* **Instructions for the task**
Look below for the line containing "Query: hood of suv"; from there, print each line exactly up to and including the line containing "the form [204,32].", and stop.

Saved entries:
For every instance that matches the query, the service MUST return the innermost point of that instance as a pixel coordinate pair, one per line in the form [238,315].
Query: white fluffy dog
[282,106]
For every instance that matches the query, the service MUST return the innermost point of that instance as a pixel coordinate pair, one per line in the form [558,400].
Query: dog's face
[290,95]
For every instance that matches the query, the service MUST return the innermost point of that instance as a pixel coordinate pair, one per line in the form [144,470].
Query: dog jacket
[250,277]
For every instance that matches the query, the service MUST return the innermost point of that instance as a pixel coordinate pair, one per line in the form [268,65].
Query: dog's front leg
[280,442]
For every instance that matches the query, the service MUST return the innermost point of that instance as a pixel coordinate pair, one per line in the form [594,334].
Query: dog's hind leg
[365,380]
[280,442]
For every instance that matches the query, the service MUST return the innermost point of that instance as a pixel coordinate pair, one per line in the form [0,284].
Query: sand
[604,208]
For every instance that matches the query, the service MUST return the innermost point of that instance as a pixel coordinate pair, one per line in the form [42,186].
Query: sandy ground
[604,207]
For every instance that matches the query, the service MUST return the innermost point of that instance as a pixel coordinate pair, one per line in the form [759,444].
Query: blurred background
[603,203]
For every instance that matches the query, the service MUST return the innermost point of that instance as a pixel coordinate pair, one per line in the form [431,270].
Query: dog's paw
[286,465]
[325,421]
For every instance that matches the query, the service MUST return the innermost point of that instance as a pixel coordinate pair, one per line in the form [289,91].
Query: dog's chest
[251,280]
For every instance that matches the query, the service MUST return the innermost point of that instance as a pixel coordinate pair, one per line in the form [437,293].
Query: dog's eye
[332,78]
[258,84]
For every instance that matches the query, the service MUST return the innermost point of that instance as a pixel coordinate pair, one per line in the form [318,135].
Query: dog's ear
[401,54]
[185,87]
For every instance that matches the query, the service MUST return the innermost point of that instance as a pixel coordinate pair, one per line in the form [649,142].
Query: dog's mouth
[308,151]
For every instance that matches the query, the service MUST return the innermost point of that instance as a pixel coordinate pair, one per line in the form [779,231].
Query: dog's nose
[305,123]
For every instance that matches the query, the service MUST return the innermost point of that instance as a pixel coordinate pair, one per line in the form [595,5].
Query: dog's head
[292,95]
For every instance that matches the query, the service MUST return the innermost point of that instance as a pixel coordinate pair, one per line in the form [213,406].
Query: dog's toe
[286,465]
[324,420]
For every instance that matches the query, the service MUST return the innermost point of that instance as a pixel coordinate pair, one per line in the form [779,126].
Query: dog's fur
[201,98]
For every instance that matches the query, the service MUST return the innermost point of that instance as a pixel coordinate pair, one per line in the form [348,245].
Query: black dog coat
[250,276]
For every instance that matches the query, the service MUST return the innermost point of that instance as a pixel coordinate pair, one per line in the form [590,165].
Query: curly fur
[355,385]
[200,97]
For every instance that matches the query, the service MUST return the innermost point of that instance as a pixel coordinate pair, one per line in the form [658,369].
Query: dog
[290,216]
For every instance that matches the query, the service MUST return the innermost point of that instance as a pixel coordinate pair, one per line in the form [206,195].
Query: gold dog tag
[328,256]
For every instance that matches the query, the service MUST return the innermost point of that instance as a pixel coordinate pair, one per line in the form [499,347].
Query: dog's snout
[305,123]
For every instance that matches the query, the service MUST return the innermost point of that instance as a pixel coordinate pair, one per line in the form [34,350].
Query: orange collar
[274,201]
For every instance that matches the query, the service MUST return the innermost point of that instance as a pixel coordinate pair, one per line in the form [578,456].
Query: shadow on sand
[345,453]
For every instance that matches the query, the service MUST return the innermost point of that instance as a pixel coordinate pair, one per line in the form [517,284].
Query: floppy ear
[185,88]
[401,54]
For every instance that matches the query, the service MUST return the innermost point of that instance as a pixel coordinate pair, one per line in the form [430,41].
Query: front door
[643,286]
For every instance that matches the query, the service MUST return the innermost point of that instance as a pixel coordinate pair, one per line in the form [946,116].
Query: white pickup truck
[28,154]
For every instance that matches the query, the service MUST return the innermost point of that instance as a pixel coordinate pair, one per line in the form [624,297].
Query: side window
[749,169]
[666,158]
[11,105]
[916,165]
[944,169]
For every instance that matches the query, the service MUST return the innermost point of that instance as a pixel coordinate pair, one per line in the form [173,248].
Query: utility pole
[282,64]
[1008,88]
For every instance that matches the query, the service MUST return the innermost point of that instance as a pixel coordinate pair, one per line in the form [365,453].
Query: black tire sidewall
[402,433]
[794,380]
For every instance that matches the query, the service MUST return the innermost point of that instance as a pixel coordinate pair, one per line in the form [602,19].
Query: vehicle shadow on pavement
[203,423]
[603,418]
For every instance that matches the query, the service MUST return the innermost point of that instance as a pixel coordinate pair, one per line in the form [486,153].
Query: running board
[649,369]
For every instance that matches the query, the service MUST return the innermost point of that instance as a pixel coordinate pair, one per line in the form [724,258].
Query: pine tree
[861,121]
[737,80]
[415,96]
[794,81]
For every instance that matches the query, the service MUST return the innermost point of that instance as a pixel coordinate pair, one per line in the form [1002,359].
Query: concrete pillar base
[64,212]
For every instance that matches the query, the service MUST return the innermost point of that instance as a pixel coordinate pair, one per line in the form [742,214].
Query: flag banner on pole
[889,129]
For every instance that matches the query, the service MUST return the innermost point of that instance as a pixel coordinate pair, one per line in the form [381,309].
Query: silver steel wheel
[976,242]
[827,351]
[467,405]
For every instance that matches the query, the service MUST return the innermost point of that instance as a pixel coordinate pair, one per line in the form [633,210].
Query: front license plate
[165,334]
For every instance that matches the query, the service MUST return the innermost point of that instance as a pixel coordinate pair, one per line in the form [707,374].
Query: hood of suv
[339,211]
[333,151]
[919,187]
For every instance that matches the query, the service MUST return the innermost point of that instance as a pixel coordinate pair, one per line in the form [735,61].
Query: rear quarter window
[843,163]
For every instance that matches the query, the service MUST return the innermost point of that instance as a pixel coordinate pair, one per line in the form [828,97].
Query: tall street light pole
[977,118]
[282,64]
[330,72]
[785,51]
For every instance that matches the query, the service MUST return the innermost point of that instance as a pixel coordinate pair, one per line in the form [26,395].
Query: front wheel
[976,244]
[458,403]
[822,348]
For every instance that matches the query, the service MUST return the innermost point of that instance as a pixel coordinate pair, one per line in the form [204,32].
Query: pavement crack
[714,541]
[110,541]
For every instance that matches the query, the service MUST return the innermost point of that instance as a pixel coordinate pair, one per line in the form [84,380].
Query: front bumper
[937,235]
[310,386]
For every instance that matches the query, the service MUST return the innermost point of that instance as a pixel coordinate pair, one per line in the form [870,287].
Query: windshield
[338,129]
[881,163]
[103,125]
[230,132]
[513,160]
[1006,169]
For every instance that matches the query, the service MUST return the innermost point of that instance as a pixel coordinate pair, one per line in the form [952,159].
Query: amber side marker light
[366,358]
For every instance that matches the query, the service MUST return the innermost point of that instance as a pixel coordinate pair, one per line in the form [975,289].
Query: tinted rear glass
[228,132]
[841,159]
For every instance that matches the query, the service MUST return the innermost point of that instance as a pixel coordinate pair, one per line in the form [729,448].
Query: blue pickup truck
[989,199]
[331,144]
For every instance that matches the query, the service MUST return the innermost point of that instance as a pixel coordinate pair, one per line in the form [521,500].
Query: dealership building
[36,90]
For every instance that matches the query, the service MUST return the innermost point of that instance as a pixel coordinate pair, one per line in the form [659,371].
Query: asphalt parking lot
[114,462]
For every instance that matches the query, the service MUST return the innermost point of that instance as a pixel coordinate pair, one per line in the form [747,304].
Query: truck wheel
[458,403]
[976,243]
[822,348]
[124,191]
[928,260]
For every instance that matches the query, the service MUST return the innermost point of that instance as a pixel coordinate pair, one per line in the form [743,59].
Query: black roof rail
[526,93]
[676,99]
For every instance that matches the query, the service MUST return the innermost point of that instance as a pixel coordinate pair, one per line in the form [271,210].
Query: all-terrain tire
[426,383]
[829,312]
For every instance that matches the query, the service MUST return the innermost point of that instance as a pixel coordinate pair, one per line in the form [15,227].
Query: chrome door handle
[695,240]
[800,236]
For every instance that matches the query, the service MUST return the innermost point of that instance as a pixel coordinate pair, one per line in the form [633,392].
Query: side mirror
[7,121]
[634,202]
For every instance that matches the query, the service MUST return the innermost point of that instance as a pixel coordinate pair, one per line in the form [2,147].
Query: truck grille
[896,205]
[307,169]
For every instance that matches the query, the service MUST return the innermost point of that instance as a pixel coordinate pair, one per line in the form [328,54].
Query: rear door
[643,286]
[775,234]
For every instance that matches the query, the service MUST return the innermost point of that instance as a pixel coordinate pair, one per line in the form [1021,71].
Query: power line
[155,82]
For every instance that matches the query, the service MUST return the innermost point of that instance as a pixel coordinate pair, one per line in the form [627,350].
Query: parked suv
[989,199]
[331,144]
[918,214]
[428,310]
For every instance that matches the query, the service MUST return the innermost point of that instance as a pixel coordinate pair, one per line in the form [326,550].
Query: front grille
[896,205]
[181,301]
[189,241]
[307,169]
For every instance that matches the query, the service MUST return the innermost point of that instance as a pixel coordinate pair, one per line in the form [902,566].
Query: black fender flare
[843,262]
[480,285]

* **Answer to the exercise**
Query: hood of suv
[339,211]
[333,151]
[919,187]
For every instance that matches the query, the service MUST return the innermost point of that instance as a pixel coordinate pair, one per line in the form [735,61].
Query: rear quarter window
[843,163]
For every instance that matches the query, the service MUST return the innermost point of that instance as a pixel coordinate pair, one per line in the form [828,97].
Query: tall street light pole
[977,118]
[282,64]
[330,72]
[785,51]
For every instance that matches the query, the service MUST return the innermost point of that instance as a pixel coordinate pair, one per line in the form [26,395].
Query: front wheel
[976,244]
[458,403]
[822,348]
For every instance that matches the query, the service MUST return the innermost point of that instance as a pixel coordinate pair, one per line in the form [204,32].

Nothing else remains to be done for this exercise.